| GOAL |
Locate each line in the records below that contains the word "backrest" and copy those lines.

| INFORMATION GIVEN |
------------------------------------------------

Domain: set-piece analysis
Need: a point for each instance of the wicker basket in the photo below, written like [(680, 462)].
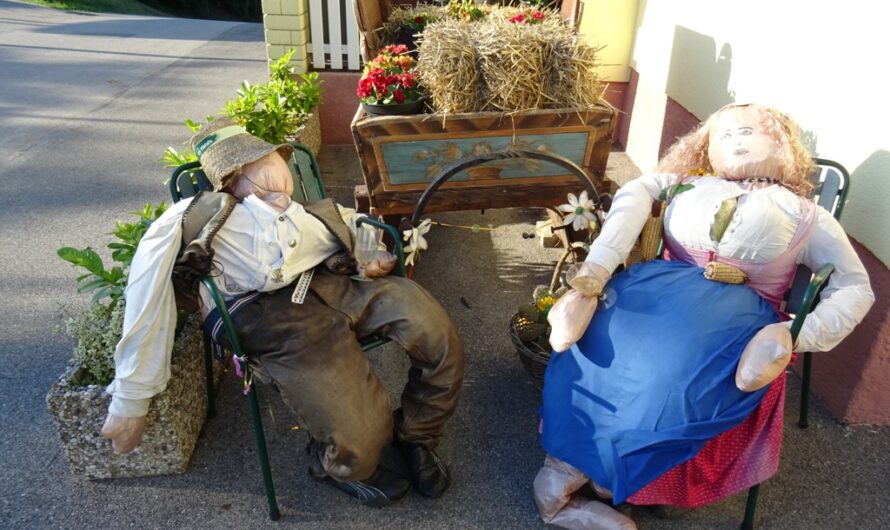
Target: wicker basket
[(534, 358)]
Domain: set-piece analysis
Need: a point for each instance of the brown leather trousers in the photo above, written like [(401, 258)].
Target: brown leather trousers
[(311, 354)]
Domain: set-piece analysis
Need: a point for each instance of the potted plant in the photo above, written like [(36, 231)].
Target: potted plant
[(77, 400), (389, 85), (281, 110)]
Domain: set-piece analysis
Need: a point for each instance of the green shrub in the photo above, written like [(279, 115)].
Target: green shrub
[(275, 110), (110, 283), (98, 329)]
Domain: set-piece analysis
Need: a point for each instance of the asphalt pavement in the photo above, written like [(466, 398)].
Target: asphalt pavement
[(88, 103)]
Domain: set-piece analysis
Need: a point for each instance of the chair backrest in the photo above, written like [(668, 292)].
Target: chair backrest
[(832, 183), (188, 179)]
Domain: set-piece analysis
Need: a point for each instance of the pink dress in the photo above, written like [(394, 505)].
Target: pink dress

------------------------------------------------

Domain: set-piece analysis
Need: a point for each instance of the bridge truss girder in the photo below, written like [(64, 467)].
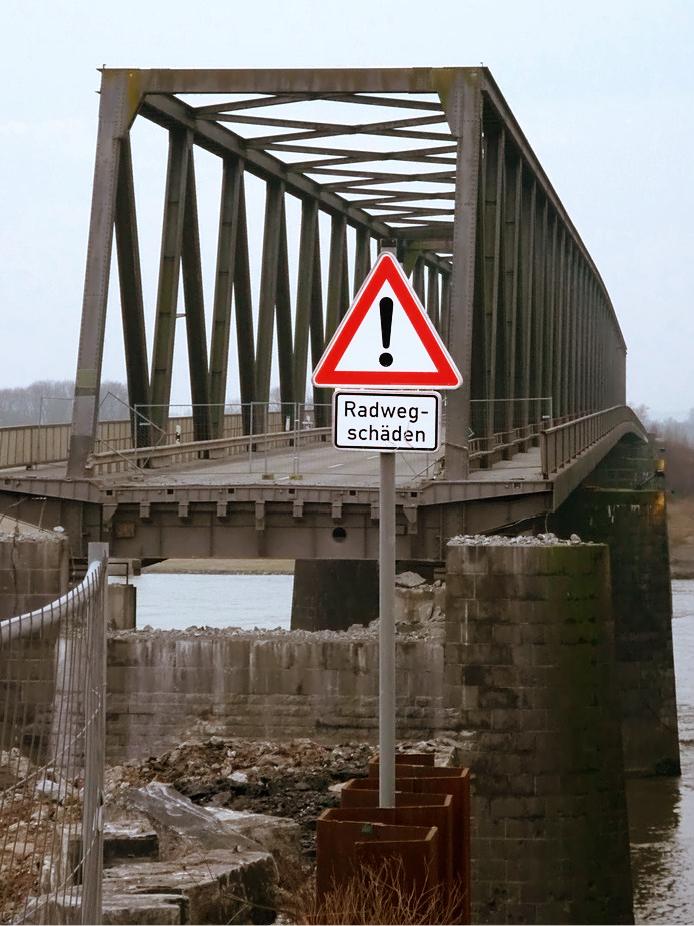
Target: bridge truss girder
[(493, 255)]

------------------------------------------------

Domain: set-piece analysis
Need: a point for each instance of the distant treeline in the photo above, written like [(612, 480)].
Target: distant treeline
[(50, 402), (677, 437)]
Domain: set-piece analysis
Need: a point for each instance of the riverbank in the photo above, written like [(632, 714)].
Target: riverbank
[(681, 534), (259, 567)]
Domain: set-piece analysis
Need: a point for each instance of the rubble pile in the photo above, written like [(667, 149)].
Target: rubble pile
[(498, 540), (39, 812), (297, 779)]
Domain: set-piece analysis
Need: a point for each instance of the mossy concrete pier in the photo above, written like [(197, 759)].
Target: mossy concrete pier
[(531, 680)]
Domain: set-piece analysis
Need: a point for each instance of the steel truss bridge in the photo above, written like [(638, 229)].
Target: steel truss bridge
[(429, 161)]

------------------------------------------------

| THE COMPLETED TASK |
Need: a point for each instance of the chair backrest in the photo above, written like [(668, 292)].
Target: chair backrest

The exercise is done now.